> _Metin alıntısı_:
# # # # # # #
CORONA GÜNLERİ, KAYGAN BİR ZEMİN. ESPRİ YAPARKEN SAĞLAM BİR EMPATİYLE HAREKET ETMEK GEREKİYOR…

Corona günleri mizahını nasıl buluyorsun?
-Kaygan bir zemin. Yani zekice davranmak gerekiyor.. Daha doğrusu, çok sağlam bir empatiyle hareket etmek gerekiyor. İnsanların umuda ve neşeye ihtiyacı var. Ancak bunu verirken de kantarın topuzunu kaçırmamak gerekiyor. Bir yandan, savaşılan çok ciddi bir hastalık var ortada. Komedi yaparken bazı acı gerçekleri göz ardı edersen; her şey, eline yüzüne bulaşabilir diye düşünüyorum.

Çok haklısın. Ama yaratıcı şeylere denk geliyorum… Böyle midir? Zor dönemlerde daha iyi şeyler mi çıkar?
-Zor dönemlerin insan yaratıcılığını kamçıladığı kesin. Çünkü öyle anlarda, umudu da kendi içinde aramaya başlıyorsun, gücü de, eğlenceyi de… Her şeyi önce kendi çekmecelerinde arıyorsun. İnsanların içinde farkında bile olmadıkları “saykodelik” bir hazine olduğunu düşünüyorum. O hazine sandığını bi açabildin mi, işte o zaman çok daha farklı birine dönüşüyorsun. Ha bunları böyle, “Şimdi kalkıp birbirimize sarılalım” lafları eden kişisel gelişim uzmanları gibi söylemiyorum. Ben sadece kendimce baktığımda gördüklerimi söylüyorum. Mesela tuvalette de insanın aklına çok yaratıcı şeyler geliyor. Maksat kendi kendine kalabilmek sanırım.
# # # # # # #
> _Verilen bilgiler_:

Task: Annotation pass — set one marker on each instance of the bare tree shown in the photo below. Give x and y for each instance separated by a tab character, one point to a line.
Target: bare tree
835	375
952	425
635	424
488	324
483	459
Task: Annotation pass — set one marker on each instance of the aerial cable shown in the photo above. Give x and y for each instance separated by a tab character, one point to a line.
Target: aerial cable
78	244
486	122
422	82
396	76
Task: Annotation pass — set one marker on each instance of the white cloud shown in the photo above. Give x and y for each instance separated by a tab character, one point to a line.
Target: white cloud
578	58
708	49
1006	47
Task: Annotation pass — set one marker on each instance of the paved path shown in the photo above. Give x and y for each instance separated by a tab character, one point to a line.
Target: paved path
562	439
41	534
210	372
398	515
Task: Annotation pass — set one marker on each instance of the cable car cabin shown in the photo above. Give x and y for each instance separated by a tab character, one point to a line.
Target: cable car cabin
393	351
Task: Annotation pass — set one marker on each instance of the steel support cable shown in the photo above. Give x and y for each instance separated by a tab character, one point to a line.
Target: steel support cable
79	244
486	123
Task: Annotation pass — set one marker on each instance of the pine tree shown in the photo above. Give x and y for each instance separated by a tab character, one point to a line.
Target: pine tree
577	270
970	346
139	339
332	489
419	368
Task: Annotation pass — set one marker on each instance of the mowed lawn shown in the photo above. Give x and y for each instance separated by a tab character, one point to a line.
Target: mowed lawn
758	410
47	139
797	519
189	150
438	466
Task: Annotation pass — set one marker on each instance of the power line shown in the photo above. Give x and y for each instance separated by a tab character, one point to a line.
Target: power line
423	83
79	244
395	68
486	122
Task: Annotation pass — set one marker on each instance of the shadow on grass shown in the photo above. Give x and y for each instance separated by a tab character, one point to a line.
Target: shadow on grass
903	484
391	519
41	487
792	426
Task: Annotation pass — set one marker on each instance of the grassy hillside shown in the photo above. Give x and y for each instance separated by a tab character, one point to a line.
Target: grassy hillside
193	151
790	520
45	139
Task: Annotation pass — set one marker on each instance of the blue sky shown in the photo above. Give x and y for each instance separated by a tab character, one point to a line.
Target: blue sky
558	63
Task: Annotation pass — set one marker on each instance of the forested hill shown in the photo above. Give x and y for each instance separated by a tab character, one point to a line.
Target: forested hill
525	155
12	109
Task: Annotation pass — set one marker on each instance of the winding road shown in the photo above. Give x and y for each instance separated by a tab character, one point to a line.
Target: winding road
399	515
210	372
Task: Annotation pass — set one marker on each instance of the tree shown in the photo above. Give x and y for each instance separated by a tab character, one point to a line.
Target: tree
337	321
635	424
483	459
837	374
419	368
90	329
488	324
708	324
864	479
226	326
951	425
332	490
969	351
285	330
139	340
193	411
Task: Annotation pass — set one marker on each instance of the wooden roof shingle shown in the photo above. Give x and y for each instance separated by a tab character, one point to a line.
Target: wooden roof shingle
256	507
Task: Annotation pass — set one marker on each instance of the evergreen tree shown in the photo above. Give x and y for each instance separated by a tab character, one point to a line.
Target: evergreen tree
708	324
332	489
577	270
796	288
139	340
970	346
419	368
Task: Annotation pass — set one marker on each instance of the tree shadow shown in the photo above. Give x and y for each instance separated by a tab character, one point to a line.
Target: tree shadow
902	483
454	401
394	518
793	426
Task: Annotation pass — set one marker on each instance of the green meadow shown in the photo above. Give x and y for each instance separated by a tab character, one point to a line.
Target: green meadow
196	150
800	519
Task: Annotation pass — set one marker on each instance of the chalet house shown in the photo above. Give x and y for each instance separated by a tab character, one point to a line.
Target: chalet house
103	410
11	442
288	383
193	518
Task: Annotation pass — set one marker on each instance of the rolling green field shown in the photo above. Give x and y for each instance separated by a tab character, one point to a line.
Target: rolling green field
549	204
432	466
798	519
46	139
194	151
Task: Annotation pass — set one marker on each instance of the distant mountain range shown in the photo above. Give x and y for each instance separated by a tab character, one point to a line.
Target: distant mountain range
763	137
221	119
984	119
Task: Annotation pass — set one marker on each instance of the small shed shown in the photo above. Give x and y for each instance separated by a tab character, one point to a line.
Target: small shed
# # # # # # #
> _Görev yönergesi_:
Corona günleri mizahı üzerine yapılan söyleşiye göre şu soruları yanıtlayın:
(a) Konuşan kişi corona günleri mizahını neye benzetiyor?
(b) Konuşana göre zor dönemler insan yaratıcılığına ne yapıyor?
(c) Konuşana göre insanın aklına çok yaratıcı şeyler başka nerede geliyor?
Bu çalışmada girdilere ihtiyaç yoktur.

> _Çözüm_:
(a) Kaygan bir zemine.
(b) Yaratıcılığı kamçılıyor.
(c) Tuvalette.